Friends had some doubts, reading this story:
The finding can help shed light on the origin of life on Earth, which might have been spurred in part by the delivery of organic compounds inside meteorites like Hamburg.
On a dark winter night in 2018, hundreds of people across the Great Lakes region witnessed a radiant meteor brighten the skies. Mere days after the fireball streaked overhead on that night in January, scientists were able to track down precious pieces of the ancient space rock using weather radar reports.
The scattered remnants of the object, known as the Hamburg meteorite, contain a “high diversity” of extraterrestrial organic compounds that are preserved “in a pristine condition,” according to a study published on Tuesday in the journal Meteoritics & Planetary Science. The finding can help shed light on the origin of life on Earth, which might have been spurred in part by the delivery of organic compounds inside meteorites like Hamburg.Becky Ferreira, “Pristine’ Extraterrestrial Organic Compounds Found on Meteorite That Fell on Frozen Lake” at VICE
Here’s the open access paper.

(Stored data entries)
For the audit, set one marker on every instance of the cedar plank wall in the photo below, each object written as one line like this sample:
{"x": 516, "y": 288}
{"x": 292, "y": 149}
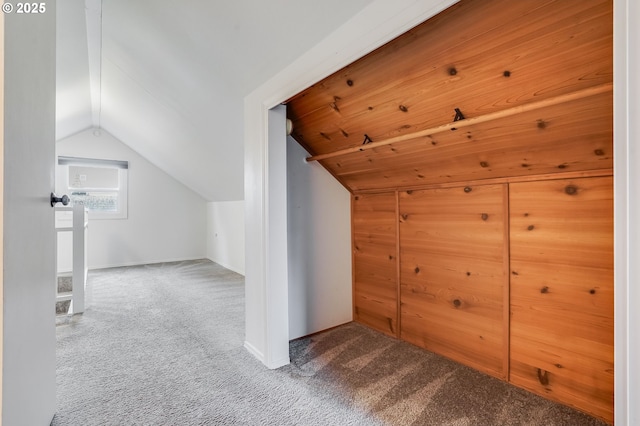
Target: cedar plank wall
{"x": 460, "y": 273}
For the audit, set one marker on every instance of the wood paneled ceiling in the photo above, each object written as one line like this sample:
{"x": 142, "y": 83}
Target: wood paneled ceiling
{"x": 532, "y": 81}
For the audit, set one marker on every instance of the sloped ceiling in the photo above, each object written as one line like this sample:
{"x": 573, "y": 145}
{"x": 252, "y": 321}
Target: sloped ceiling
{"x": 172, "y": 75}
{"x": 532, "y": 81}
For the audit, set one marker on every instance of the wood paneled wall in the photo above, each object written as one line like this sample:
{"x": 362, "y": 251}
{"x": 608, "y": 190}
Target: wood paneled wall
{"x": 562, "y": 291}
{"x": 452, "y": 273}
{"x": 513, "y": 279}
{"x": 375, "y": 248}
{"x": 478, "y": 148}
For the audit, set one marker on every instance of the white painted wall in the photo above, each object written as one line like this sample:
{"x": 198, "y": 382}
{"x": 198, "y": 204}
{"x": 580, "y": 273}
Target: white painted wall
{"x": 225, "y": 234}
{"x": 626, "y": 35}
{"x": 319, "y": 232}
{"x": 373, "y": 26}
{"x": 28, "y": 359}
{"x": 381, "y": 22}
{"x": 166, "y": 221}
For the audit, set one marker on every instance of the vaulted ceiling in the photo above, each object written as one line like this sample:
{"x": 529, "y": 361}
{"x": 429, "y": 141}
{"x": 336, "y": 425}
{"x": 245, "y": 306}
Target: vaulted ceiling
{"x": 168, "y": 78}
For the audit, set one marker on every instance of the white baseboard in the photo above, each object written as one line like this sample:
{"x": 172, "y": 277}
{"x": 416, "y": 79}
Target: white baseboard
{"x": 144, "y": 262}
{"x": 229, "y": 267}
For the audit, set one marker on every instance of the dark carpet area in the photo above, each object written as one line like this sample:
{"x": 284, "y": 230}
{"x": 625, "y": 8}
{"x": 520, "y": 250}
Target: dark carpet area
{"x": 163, "y": 345}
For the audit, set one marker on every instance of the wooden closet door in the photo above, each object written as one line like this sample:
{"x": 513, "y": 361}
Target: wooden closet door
{"x": 453, "y": 273}
{"x": 375, "y": 282}
{"x": 562, "y": 291}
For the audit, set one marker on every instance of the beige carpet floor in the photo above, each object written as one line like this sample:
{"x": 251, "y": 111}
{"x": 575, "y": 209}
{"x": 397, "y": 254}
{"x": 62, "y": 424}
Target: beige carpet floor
{"x": 163, "y": 345}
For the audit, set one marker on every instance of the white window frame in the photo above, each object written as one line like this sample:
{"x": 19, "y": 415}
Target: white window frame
{"x": 122, "y": 190}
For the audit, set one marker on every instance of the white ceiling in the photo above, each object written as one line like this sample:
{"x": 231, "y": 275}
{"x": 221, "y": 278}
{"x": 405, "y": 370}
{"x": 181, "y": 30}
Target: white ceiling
{"x": 170, "y": 76}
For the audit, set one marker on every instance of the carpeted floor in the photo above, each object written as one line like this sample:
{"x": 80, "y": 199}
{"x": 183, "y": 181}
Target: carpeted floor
{"x": 163, "y": 345}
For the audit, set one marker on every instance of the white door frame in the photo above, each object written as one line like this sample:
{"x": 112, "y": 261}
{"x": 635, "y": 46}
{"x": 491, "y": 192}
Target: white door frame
{"x": 376, "y": 24}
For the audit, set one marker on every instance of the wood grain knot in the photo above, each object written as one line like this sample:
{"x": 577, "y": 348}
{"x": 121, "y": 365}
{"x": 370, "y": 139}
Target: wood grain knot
{"x": 543, "y": 377}
{"x": 571, "y": 190}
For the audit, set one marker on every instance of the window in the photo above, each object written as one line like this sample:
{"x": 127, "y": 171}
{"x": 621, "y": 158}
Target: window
{"x": 101, "y": 185}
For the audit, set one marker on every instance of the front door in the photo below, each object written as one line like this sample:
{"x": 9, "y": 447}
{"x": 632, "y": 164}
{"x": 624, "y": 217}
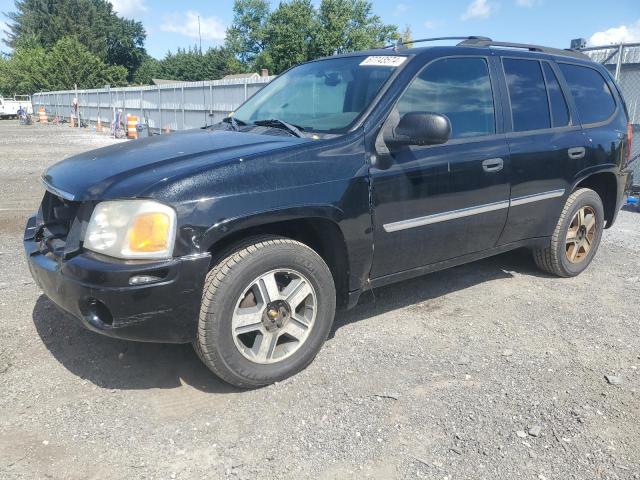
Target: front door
{"x": 439, "y": 202}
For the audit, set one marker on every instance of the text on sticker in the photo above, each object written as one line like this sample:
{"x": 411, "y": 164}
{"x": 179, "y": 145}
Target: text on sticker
{"x": 383, "y": 61}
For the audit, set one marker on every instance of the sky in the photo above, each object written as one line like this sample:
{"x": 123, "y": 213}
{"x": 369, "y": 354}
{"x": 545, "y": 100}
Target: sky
{"x": 170, "y": 24}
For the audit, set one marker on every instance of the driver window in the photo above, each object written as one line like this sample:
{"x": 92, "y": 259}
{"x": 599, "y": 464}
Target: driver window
{"x": 459, "y": 88}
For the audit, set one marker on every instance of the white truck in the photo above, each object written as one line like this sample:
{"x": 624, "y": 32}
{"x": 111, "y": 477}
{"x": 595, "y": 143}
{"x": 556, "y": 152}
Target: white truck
{"x": 9, "y": 106}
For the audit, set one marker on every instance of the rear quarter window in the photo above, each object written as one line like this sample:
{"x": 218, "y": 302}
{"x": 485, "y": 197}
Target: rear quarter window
{"x": 590, "y": 91}
{"x": 528, "y": 94}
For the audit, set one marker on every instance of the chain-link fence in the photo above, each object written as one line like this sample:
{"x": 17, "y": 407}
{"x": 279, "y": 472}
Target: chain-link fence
{"x": 623, "y": 61}
{"x": 177, "y": 106}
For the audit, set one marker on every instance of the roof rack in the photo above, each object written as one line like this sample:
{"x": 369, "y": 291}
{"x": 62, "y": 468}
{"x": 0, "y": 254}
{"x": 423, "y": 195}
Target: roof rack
{"x": 485, "y": 42}
{"x": 400, "y": 44}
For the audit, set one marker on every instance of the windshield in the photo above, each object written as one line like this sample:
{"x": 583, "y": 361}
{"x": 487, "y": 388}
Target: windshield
{"x": 325, "y": 96}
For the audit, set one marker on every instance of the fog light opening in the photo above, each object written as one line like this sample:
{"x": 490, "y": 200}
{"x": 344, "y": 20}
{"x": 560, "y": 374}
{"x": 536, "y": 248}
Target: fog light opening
{"x": 143, "y": 279}
{"x": 97, "y": 313}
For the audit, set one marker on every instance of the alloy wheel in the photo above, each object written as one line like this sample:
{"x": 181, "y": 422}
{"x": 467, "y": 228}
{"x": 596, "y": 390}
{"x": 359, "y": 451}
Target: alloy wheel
{"x": 581, "y": 234}
{"x": 274, "y": 315}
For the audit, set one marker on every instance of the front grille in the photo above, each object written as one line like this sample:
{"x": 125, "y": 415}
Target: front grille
{"x": 58, "y": 225}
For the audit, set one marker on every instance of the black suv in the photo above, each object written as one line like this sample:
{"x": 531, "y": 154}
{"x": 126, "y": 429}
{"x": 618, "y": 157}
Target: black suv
{"x": 342, "y": 175}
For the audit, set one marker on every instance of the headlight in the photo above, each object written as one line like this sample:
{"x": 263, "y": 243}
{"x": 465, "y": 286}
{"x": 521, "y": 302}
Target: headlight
{"x": 132, "y": 229}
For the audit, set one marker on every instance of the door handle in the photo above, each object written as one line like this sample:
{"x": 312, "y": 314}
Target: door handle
{"x": 492, "y": 165}
{"x": 576, "y": 153}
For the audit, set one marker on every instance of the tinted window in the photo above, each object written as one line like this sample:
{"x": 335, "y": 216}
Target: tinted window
{"x": 326, "y": 96}
{"x": 590, "y": 92}
{"x": 559, "y": 109}
{"x": 459, "y": 88}
{"x": 529, "y": 104}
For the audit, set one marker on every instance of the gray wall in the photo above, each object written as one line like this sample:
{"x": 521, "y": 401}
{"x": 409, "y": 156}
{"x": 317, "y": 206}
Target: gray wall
{"x": 178, "y": 106}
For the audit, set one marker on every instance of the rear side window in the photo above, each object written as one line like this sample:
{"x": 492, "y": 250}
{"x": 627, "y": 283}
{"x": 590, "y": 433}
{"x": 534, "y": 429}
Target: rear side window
{"x": 459, "y": 88}
{"x": 559, "y": 109}
{"x": 590, "y": 91}
{"x": 529, "y": 104}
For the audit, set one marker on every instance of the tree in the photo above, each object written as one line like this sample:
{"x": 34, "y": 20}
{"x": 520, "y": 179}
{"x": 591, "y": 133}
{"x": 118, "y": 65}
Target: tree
{"x": 407, "y": 37}
{"x": 350, "y": 25}
{"x": 32, "y": 68}
{"x": 289, "y": 33}
{"x": 296, "y": 31}
{"x": 189, "y": 65}
{"x": 245, "y": 36}
{"x": 70, "y": 63}
{"x": 149, "y": 69}
{"x": 25, "y": 71}
{"x": 114, "y": 40}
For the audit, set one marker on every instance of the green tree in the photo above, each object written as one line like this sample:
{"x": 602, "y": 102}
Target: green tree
{"x": 245, "y": 36}
{"x": 149, "y": 69}
{"x": 289, "y": 34}
{"x": 25, "y": 71}
{"x": 296, "y": 31}
{"x": 32, "y": 68}
{"x": 70, "y": 63}
{"x": 189, "y": 65}
{"x": 115, "y": 40}
{"x": 407, "y": 37}
{"x": 350, "y": 25}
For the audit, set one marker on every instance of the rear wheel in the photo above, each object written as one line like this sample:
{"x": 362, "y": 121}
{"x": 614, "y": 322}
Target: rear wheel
{"x": 267, "y": 308}
{"x": 576, "y": 237}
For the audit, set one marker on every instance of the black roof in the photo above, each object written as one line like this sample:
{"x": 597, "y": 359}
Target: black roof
{"x": 468, "y": 42}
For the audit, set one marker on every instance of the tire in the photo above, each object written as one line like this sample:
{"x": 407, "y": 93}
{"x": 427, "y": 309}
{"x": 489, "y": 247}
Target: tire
{"x": 557, "y": 257}
{"x": 236, "y": 279}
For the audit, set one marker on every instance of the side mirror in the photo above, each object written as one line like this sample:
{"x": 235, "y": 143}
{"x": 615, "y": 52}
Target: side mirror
{"x": 420, "y": 128}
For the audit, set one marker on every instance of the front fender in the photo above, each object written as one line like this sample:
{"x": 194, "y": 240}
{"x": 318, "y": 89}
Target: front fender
{"x": 230, "y": 226}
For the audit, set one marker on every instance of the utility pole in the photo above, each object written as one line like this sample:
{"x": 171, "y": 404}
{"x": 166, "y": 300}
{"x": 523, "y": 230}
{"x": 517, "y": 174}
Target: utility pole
{"x": 199, "y": 35}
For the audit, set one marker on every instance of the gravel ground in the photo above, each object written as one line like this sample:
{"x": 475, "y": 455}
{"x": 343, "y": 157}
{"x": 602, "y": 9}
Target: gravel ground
{"x": 490, "y": 370}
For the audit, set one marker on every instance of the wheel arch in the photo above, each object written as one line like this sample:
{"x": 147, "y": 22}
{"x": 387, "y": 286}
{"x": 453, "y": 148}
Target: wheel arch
{"x": 316, "y": 227}
{"x": 605, "y": 184}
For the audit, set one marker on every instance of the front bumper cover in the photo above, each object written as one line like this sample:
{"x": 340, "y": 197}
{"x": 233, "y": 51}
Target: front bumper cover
{"x": 95, "y": 290}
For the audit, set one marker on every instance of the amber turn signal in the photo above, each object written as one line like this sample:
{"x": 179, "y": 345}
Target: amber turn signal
{"x": 149, "y": 233}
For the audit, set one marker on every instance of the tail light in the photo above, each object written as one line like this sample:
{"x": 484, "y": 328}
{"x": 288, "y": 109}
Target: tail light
{"x": 629, "y": 140}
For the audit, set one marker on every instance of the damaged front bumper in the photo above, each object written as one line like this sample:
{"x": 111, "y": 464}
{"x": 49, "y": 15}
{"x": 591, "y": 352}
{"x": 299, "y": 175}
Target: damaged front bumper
{"x": 97, "y": 290}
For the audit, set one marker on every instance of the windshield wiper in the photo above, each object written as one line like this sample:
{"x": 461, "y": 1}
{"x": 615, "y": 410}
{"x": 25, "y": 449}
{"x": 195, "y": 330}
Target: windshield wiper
{"x": 234, "y": 123}
{"x": 282, "y": 125}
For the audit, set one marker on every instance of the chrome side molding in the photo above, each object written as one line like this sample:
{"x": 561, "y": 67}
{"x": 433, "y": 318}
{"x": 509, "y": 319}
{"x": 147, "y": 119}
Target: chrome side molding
{"x": 467, "y": 212}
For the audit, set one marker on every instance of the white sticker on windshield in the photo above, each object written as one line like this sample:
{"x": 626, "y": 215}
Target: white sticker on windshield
{"x": 383, "y": 61}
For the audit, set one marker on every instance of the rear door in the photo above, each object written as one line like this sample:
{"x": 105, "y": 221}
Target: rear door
{"x": 443, "y": 201}
{"x": 545, "y": 144}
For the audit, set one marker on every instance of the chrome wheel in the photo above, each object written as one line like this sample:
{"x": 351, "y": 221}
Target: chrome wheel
{"x": 581, "y": 234}
{"x": 274, "y": 316}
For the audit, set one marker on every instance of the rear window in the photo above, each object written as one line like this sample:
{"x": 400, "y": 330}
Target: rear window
{"x": 590, "y": 91}
{"x": 459, "y": 88}
{"x": 559, "y": 109}
{"x": 529, "y": 104}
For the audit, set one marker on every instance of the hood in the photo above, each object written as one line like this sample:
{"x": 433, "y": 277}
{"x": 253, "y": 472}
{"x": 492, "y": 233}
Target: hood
{"x": 128, "y": 169}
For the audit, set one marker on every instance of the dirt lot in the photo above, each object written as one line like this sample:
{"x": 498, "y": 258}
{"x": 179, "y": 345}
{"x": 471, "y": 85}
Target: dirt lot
{"x": 490, "y": 370}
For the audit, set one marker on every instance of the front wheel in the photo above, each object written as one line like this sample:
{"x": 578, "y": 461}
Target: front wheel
{"x": 576, "y": 237}
{"x": 267, "y": 308}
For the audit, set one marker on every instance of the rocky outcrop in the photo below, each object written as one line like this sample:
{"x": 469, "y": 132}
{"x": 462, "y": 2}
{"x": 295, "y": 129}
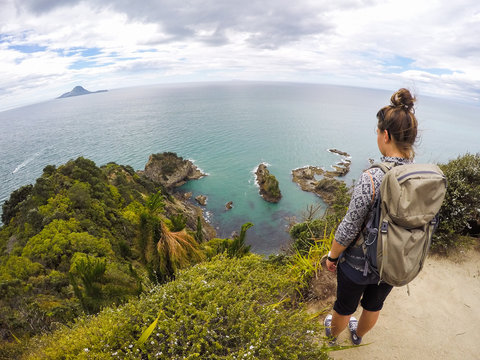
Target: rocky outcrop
{"x": 170, "y": 170}
{"x": 268, "y": 184}
{"x": 201, "y": 199}
{"x": 305, "y": 177}
{"x": 320, "y": 181}
{"x": 341, "y": 168}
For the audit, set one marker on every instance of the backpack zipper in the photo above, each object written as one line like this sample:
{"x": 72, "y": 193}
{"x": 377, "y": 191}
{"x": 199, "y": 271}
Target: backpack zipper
{"x": 418, "y": 172}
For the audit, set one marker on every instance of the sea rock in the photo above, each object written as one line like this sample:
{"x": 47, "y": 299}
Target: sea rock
{"x": 325, "y": 187}
{"x": 305, "y": 177}
{"x": 341, "y": 168}
{"x": 268, "y": 184}
{"x": 201, "y": 199}
{"x": 170, "y": 170}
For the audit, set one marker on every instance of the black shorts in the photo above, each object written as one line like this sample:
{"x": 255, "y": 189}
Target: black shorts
{"x": 349, "y": 294}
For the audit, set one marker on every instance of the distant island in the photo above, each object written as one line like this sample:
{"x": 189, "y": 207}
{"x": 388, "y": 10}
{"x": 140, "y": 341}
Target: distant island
{"x": 79, "y": 90}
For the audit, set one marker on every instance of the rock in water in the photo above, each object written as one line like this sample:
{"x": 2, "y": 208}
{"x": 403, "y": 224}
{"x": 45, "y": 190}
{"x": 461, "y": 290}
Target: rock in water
{"x": 201, "y": 199}
{"x": 170, "y": 170}
{"x": 268, "y": 184}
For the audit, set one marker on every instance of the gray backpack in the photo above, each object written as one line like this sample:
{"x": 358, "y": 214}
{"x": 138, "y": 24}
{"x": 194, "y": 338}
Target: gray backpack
{"x": 399, "y": 231}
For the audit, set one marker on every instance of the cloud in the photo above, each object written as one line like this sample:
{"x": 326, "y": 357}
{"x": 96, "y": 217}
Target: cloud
{"x": 48, "y": 44}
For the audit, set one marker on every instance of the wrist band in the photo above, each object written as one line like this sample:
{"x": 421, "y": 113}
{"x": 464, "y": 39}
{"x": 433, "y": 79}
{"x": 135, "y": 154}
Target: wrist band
{"x": 331, "y": 259}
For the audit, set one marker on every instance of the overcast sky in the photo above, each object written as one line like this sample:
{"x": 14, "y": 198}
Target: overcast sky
{"x": 49, "y": 46}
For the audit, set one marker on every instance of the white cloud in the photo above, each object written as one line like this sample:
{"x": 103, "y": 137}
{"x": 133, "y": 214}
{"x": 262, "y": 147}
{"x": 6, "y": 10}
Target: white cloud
{"x": 431, "y": 45}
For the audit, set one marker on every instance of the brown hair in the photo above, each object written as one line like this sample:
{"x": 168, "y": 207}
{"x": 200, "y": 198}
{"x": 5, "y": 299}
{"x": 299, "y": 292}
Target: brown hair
{"x": 399, "y": 120}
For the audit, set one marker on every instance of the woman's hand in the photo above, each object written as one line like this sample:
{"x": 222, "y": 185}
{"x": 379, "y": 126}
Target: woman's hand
{"x": 331, "y": 265}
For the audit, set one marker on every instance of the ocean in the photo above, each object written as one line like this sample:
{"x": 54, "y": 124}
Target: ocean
{"x": 227, "y": 129}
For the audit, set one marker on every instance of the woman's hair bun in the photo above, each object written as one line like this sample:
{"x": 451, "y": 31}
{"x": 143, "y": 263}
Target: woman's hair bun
{"x": 403, "y": 98}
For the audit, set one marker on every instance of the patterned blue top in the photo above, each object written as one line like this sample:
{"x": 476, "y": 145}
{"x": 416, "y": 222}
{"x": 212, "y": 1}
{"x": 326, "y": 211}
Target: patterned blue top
{"x": 364, "y": 194}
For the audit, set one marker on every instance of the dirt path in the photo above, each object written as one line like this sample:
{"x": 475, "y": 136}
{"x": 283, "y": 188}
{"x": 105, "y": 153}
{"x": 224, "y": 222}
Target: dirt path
{"x": 439, "y": 320}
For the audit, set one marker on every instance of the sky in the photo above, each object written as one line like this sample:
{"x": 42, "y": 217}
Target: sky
{"x": 49, "y": 46}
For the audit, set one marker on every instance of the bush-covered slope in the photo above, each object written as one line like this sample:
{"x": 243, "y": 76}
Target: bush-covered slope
{"x": 80, "y": 238}
{"x": 228, "y": 308}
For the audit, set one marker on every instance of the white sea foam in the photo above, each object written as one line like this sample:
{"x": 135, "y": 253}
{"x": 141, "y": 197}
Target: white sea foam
{"x": 306, "y": 166}
{"x": 201, "y": 170}
{"x": 26, "y": 162}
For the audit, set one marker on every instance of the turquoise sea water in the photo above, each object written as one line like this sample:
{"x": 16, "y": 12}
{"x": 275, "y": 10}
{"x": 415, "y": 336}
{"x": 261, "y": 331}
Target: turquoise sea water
{"x": 227, "y": 129}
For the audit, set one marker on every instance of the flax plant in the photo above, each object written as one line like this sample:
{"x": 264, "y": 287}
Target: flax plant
{"x": 306, "y": 265}
{"x": 177, "y": 250}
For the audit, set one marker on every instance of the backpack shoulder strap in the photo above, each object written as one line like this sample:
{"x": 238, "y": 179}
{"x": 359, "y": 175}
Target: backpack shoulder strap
{"x": 384, "y": 166}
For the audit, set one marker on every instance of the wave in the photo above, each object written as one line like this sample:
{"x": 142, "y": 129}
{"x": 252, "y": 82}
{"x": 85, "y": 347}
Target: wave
{"x": 26, "y": 162}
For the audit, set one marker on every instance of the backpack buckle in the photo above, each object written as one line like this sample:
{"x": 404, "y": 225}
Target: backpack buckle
{"x": 384, "y": 227}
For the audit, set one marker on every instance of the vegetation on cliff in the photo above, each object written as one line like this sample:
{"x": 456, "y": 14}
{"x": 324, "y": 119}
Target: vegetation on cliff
{"x": 85, "y": 240}
{"x": 227, "y": 308}
{"x": 82, "y": 238}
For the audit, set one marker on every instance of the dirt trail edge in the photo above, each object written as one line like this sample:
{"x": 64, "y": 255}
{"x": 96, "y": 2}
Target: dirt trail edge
{"x": 439, "y": 320}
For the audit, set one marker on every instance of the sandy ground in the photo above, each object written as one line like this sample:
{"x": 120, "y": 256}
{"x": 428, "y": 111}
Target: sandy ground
{"x": 439, "y": 320}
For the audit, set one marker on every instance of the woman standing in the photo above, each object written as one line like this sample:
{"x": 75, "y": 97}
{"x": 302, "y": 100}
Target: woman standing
{"x": 396, "y": 135}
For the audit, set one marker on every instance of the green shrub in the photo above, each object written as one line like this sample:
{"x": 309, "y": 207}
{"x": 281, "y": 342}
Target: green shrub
{"x": 223, "y": 309}
{"x": 461, "y": 207}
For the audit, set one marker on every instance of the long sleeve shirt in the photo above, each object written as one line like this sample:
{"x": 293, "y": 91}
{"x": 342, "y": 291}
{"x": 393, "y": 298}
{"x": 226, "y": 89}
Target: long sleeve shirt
{"x": 364, "y": 194}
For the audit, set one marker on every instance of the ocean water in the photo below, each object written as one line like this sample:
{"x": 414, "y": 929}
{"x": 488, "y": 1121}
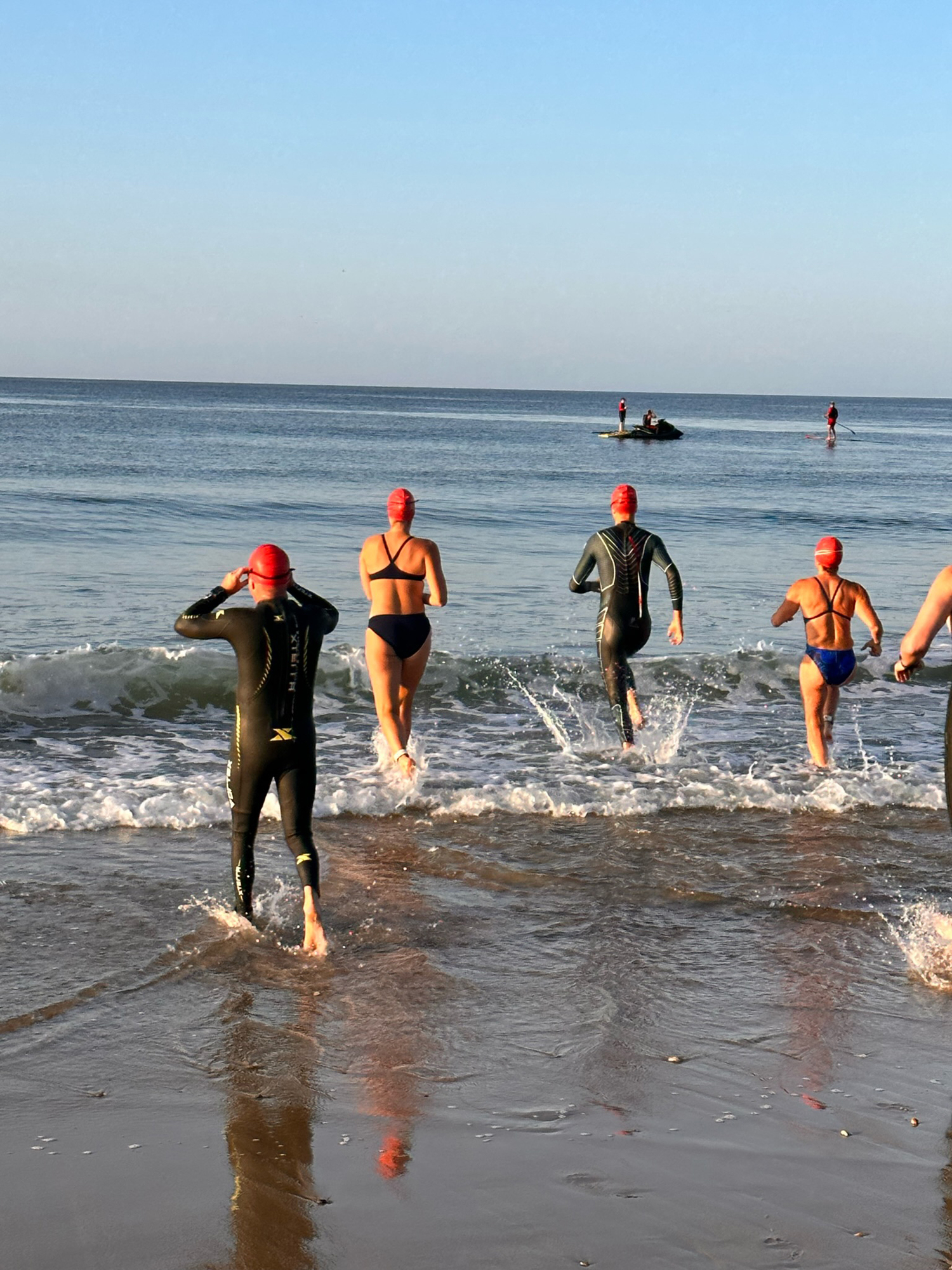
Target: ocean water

WHAT YOU NEED TO DO:
Copy the meteorite excerpt again, everything from "The scattered remnants" down to "open access paper.", substituting "report" for "study".

ANSWER TO THE EXERCISE:
The scattered remnants of the object, known as the Hamburg meteorite, contain a “high diversity” of extraterrestrial organic compounds that are preserved “in a pristine condition,” according to a report published on Tuesday in the journal Meteoritics & Planetary Science. The finding can help shed light on the origin of life on Earth, which might have been spurred in part by the delivery of organic compounds inside meteorites like Hamburg.Becky Ferreira, “Pristine’ Extraterrestrial Organic Compounds Found on Meteorite That Fell on Frozen Lake” at VICE
Here’s the open access paper.